■ **EXTRAIT**:
::::::::
Motifs supplémentaires

[13] Par ailleurs, le Tribunal n’est pas convaincu que la cause de la demanderesse soit défendable. La demanderesse a demandé un partage des gains non ajustés ouvrant droit à pension de son ex-mari. Les parties ont divorcé en 1986, et le divorce est devenu définitif le 7 mai 1986. Au moment où les parties ont divorcé, il n’y avait pas de partage automatique des droits à pension. La loi en vigueur à l’époque prévoyait que la demande de partage des gains non ajustés ouvrant droit à pension devait être déposée dans les 36 mois suivant la date du jugement irrévocable de divorce. Dans le cas de la demanderesse, elle devait transmettre la demande de partage des gains non ajustés ouvrant droit à pension quelque temps avant le 6 mai 1989. La demanderesse a présenté sa demande en septembre 2011.
::::::::
■ **DONNÉES FOURNIES**:
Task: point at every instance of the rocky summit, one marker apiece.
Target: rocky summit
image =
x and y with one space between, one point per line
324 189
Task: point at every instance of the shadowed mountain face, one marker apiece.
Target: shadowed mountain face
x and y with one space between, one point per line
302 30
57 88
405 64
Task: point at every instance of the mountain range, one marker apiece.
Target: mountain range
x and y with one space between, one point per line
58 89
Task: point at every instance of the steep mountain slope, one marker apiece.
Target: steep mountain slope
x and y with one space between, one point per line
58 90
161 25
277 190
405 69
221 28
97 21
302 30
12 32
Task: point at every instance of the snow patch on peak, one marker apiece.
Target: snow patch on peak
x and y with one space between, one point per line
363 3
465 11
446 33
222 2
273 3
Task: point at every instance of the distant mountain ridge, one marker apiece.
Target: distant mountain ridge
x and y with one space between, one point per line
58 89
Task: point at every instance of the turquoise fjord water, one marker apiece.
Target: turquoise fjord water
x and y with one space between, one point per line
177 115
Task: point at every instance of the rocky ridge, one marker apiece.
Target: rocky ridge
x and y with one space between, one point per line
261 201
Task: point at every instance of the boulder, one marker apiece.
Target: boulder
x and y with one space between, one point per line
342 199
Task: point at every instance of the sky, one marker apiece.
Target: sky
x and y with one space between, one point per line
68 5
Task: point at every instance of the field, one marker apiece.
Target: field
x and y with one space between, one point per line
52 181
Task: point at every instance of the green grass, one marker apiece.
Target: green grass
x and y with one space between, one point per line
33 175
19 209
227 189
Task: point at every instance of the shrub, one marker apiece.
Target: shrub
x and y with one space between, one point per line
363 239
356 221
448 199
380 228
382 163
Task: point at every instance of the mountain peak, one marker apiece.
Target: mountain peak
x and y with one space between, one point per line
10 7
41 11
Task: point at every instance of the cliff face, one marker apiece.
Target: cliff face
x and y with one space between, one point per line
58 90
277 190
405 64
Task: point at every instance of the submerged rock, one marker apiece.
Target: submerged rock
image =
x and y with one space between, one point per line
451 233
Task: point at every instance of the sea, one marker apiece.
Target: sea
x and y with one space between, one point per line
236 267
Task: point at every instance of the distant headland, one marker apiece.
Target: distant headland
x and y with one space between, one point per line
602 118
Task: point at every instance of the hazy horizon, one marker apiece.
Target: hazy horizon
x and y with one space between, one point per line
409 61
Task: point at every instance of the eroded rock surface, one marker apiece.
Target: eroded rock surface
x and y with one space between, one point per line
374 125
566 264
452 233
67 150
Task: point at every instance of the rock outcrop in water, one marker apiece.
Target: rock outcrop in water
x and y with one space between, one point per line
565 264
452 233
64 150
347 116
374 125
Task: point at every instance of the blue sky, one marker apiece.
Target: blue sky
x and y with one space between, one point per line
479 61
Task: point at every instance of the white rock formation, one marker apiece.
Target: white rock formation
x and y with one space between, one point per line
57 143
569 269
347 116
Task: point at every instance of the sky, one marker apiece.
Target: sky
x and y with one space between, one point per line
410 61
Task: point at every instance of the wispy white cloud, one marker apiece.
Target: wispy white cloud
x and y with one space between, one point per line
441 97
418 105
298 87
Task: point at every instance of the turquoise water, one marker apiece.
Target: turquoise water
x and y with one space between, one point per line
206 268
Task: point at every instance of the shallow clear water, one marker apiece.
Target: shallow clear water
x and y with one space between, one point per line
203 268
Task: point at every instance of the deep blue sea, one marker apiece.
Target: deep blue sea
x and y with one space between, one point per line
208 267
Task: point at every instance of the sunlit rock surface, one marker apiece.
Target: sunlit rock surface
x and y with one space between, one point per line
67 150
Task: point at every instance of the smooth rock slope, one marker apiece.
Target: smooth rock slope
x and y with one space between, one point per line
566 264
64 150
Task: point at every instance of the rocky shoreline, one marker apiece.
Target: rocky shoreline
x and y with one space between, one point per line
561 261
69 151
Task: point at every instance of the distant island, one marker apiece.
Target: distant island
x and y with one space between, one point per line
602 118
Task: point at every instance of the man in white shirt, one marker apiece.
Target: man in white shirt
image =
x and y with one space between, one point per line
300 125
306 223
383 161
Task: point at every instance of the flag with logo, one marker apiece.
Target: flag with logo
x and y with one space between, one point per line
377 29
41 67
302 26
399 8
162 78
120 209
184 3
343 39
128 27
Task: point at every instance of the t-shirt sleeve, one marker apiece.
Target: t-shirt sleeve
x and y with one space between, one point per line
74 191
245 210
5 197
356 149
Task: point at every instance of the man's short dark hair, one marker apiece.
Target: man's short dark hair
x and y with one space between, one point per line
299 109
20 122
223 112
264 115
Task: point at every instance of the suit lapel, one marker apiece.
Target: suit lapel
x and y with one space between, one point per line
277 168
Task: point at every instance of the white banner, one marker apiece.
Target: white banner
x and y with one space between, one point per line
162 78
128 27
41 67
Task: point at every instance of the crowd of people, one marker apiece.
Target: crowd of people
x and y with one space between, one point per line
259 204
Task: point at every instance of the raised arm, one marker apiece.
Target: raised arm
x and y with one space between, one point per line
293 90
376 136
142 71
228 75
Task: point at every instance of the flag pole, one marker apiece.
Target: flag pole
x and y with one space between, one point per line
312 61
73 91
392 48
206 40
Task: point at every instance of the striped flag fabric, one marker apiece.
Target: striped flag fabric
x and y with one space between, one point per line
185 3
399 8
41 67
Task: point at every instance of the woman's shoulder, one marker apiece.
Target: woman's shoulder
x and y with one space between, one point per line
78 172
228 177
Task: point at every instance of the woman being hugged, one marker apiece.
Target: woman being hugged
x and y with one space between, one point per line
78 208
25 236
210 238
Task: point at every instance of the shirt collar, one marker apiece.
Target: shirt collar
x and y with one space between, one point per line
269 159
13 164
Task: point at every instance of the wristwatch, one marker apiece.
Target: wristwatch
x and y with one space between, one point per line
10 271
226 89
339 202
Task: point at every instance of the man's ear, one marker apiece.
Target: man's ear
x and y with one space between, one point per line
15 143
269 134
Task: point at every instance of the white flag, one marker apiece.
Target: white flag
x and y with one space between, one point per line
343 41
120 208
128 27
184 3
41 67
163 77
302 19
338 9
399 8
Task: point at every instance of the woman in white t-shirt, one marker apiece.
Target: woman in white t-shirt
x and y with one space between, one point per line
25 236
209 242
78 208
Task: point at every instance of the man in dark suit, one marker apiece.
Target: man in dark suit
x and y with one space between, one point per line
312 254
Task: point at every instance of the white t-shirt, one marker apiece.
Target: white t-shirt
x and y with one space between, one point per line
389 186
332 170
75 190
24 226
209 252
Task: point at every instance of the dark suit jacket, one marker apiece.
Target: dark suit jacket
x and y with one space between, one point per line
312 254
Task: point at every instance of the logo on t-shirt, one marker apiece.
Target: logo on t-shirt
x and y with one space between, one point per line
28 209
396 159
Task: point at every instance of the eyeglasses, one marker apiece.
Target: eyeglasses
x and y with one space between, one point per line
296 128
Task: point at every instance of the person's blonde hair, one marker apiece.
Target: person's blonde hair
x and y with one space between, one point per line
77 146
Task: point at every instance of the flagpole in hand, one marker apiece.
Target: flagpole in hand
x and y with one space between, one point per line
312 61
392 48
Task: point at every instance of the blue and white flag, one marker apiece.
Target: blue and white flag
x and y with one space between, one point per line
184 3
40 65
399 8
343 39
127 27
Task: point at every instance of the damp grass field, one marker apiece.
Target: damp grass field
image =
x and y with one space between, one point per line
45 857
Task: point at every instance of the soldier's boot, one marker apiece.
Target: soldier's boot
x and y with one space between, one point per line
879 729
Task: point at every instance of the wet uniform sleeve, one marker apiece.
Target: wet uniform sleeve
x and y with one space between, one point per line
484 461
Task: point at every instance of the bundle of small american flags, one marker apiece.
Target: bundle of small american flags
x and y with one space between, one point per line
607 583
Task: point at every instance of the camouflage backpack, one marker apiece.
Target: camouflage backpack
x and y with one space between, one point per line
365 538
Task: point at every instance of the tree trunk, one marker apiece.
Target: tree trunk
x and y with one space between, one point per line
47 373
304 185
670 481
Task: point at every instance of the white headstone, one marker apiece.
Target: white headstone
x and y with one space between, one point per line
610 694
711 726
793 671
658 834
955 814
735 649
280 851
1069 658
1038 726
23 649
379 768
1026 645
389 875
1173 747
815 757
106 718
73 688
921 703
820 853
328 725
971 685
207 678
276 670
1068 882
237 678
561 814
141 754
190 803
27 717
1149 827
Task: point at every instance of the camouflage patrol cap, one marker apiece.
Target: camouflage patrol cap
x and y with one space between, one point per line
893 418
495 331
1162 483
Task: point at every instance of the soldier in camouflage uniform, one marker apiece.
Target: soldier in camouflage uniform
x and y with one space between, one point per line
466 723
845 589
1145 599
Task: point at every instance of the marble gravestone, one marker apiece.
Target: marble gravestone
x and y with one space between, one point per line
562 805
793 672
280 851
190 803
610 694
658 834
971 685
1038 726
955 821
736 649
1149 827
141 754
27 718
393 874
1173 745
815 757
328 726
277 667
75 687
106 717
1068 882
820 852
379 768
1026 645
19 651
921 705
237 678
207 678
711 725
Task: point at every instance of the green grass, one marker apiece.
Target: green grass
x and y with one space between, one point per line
::::::::
■ **CONSIGNE**: Rédigez la suite de l'extrait sur la demande de partage des gains non ajustés ouvrant droit à pension, en reprenant après sa dernière phrase.

■ **RÉPONSE**:
[14] Deux circonstances auraient pu permettre à la demanderesse de profiter d’un partage des gains non ajustés ouvrant droit à pension. D’abord, son ex-mari devait consentir au partage des gains non ajustés ouvrant droit à pension; ensuite, faute d’un tel accord, la demanderesse devait démontrer qu’elle était incapable au sens de la loi pour que sa demande puisse être antidatée. Malheureusement pour la demanderesse, aucune de ces circonstances ne s’appliquait à son cas. Son ex-mari a refusé son consentement, et rien dans le dossier médical ni dans les autres preuves qu’on lui a soumises n’a permis au tribunal de révision d’établir que la demanderesse avait souffert d’un problème physique ou mental suffisamment grave pour qu’il la rende incapable de former l’intention de demander un partage des gains non ajustés ouvrant droit à pension pendant la période applicable.  

[15] Inutile de dire que la demanderesse n’est pas d’accord avec les conclusions du tribunal de révision. Toutefois, la question de savoir si la demande de partage des gains non ajustés ouvrant droit à pension était prescrite est une question mixte de droit et de fait, et, selon le Tribunal, il en va de même de la question de savoir si la demanderesse respecte le critère d’incapacité. Ainsi, la norme de la décision raisonnable s’applique à la décision.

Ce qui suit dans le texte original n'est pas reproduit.